Exercise description: Scan the material and copy every line in which "door" appears.
==========
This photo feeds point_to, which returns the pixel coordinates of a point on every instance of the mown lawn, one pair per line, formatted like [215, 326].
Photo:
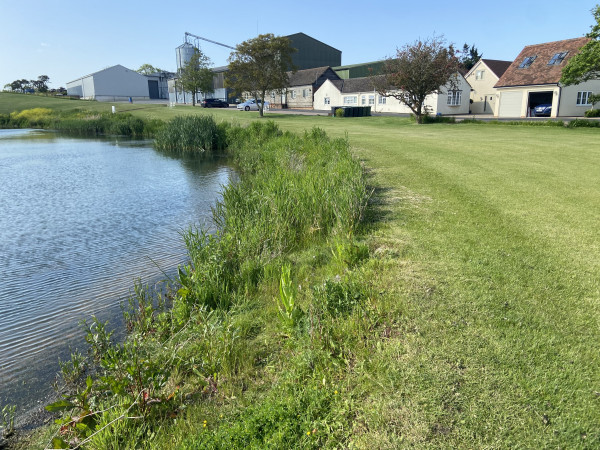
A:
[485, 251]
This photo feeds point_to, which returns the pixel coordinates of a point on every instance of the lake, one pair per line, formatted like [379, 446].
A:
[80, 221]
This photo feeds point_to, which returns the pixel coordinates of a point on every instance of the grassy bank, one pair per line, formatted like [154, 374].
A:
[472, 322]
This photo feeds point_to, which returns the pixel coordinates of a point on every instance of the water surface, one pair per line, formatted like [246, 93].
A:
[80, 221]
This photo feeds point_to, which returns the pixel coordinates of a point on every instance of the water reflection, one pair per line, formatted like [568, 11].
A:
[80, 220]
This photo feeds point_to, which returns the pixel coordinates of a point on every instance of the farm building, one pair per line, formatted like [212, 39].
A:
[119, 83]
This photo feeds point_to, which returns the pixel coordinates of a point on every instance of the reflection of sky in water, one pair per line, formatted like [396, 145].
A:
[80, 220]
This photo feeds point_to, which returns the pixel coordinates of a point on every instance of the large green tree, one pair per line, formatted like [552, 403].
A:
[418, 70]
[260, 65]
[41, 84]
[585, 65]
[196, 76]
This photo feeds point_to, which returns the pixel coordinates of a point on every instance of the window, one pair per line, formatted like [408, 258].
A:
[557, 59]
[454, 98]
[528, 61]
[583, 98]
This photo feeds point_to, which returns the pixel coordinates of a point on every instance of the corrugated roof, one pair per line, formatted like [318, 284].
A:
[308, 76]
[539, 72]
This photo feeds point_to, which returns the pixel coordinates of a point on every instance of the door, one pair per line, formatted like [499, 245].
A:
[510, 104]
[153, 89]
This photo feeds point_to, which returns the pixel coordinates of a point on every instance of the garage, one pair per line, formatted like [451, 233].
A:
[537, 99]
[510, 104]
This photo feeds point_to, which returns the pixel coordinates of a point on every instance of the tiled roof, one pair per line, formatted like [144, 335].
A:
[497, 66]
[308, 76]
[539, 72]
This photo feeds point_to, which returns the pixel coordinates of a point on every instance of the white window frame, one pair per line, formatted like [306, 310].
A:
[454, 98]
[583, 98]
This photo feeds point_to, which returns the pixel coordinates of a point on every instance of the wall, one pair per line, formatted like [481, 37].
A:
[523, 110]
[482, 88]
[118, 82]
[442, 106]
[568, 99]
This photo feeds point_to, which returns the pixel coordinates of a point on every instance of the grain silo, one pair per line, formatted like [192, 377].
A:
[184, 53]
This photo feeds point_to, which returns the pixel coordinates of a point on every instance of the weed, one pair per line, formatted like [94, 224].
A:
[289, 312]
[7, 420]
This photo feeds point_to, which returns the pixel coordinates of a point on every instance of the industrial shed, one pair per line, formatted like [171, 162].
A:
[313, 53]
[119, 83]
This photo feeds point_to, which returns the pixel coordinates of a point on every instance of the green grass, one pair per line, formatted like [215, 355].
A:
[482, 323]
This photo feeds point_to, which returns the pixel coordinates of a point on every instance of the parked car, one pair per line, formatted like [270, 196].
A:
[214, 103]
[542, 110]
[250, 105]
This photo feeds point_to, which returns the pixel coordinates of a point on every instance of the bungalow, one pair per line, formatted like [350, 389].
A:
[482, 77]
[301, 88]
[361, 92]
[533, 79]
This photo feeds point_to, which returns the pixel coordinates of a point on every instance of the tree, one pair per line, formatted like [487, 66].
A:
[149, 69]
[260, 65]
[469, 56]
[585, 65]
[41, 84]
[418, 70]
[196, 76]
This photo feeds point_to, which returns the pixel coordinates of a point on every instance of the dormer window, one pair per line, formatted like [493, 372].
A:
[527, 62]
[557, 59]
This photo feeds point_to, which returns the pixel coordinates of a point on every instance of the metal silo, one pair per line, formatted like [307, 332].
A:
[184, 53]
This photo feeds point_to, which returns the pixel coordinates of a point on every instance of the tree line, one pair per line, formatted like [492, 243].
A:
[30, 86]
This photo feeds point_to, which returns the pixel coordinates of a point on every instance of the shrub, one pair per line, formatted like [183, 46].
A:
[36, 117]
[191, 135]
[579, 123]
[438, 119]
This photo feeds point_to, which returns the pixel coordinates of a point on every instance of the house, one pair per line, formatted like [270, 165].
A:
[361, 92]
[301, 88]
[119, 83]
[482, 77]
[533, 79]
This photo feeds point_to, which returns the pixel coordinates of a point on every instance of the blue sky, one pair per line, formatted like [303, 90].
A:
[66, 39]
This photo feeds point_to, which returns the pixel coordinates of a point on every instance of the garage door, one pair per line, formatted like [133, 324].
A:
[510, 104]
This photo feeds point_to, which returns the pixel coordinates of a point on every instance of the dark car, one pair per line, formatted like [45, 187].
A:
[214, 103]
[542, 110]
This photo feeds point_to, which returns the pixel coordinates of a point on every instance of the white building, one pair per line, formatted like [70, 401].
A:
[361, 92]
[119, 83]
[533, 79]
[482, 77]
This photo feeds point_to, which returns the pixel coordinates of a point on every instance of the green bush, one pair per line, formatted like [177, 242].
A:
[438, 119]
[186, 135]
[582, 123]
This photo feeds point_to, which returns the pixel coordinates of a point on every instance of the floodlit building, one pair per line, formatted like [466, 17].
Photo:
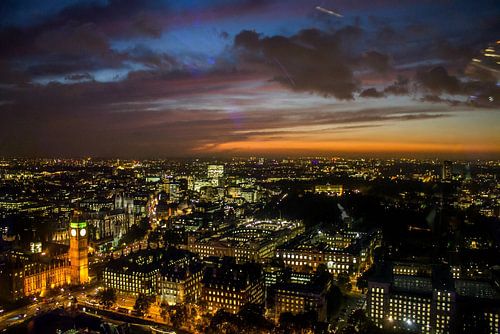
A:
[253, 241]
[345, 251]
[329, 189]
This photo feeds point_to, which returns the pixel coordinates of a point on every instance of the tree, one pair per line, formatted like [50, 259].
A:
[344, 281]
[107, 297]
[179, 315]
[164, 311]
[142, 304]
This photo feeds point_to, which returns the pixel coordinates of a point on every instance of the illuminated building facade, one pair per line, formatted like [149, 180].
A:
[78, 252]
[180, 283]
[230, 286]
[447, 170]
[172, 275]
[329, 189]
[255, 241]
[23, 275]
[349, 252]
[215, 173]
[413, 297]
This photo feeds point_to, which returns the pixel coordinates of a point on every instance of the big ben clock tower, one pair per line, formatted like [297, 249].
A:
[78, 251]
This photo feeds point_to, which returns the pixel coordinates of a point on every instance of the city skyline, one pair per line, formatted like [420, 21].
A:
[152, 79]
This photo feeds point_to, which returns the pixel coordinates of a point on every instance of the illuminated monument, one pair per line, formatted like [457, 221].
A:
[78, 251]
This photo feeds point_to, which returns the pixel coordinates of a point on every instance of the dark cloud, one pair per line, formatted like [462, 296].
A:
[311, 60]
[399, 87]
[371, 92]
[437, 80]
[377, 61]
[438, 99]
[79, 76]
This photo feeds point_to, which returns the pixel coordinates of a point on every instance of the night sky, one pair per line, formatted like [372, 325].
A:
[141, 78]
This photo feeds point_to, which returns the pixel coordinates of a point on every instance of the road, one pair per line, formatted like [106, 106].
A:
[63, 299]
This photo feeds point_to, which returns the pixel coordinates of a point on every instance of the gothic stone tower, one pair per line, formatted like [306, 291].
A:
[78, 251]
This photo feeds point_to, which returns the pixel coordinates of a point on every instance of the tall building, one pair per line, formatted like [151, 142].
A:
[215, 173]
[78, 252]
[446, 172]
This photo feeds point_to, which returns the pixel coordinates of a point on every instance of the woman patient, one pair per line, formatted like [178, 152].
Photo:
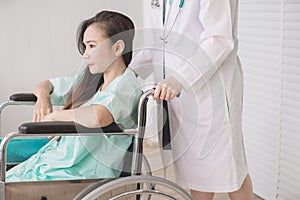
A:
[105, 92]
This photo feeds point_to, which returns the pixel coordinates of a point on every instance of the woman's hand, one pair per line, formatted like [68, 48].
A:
==========
Expected answer:
This photo feeds point_to, which returns the pixel coordinates of a point on every instance of the door, one pair per line, formatted like [499, 245].
This photo feeds point_to, which returns the pixel coordinates of a point on every instance of the garage door, one pair per line, formatted like [133, 324].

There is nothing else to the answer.